### What the exercise asks
The line that contains "positive clicks: (234, 106)" marks the end: retype the data below exactly from its first line through that line.

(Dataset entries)

******

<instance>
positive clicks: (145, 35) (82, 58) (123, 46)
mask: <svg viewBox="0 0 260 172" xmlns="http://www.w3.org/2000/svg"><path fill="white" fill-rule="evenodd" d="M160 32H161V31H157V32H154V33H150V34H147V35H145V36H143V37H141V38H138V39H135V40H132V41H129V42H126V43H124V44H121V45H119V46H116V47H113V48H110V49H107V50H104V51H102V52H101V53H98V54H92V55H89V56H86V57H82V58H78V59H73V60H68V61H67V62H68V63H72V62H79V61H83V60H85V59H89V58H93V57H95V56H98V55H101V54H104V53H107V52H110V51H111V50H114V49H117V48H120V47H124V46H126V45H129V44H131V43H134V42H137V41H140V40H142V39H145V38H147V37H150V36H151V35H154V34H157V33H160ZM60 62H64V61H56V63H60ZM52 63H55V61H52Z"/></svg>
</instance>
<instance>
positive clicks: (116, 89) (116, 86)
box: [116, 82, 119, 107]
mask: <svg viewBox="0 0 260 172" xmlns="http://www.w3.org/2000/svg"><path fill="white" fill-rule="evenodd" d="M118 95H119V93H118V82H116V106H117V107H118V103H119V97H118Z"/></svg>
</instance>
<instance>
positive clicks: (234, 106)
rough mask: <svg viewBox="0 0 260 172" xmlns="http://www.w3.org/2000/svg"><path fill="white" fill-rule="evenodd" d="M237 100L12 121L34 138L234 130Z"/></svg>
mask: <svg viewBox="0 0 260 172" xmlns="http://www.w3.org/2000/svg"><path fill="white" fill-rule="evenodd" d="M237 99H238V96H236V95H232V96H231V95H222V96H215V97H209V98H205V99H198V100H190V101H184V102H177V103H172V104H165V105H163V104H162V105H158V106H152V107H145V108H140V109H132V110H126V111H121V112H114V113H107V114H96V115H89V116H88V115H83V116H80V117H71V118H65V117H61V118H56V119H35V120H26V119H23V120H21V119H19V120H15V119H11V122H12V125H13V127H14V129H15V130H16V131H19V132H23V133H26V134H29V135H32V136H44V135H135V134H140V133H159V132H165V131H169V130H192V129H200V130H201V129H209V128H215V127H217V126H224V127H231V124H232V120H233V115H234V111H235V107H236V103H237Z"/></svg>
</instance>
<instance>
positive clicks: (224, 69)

******

### Solution below
<instance>
positive clicks: (145, 35) (82, 58) (123, 46)
mask: <svg viewBox="0 0 260 172" xmlns="http://www.w3.org/2000/svg"><path fill="white" fill-rule="evenodd" d="M160 32H161V31H157V32H154V33H150V34H147V35H145V36H143V37H141V38H138V39H135V40H132V41H129V42H126V43H124V44H121V45H119V46H116V47H113V48H110V49H107V50H104V51H102V52H101V53H98V54H92V55H89V56H86V57H82V58H78V59H73V60H68V61H67V62H68V63H72V62H79V61H83V60H85V59H89V58H93V57H95V56H98V55H101V54H104V53H107V52H110V51H111V50H114V49H117V48H120V47H124V46H126V45H129V44H131V43H134V42H137V41H140V40H142V39H145V38H147V37H150V36H151V35H154V34H157V33H160ZM60 62H64V61H56V63H60ZM52 63H55V61H52Z"/></svg>
</instance>
<instance>
positive clicks: (116, 89) (116, 86)
box: [116, 82, 119, 107]
mask: <svg viewBox="0 0 260 172" xmlns="http://www.w3.org/2000/svg"><path fill="white" fill-rule="evenodd" d="M118 95H119V93H118V82H116V106H117V107H118V103H119V97H118Z"/></svg>
</instance>
<instance>
positive clicks: (234, 106)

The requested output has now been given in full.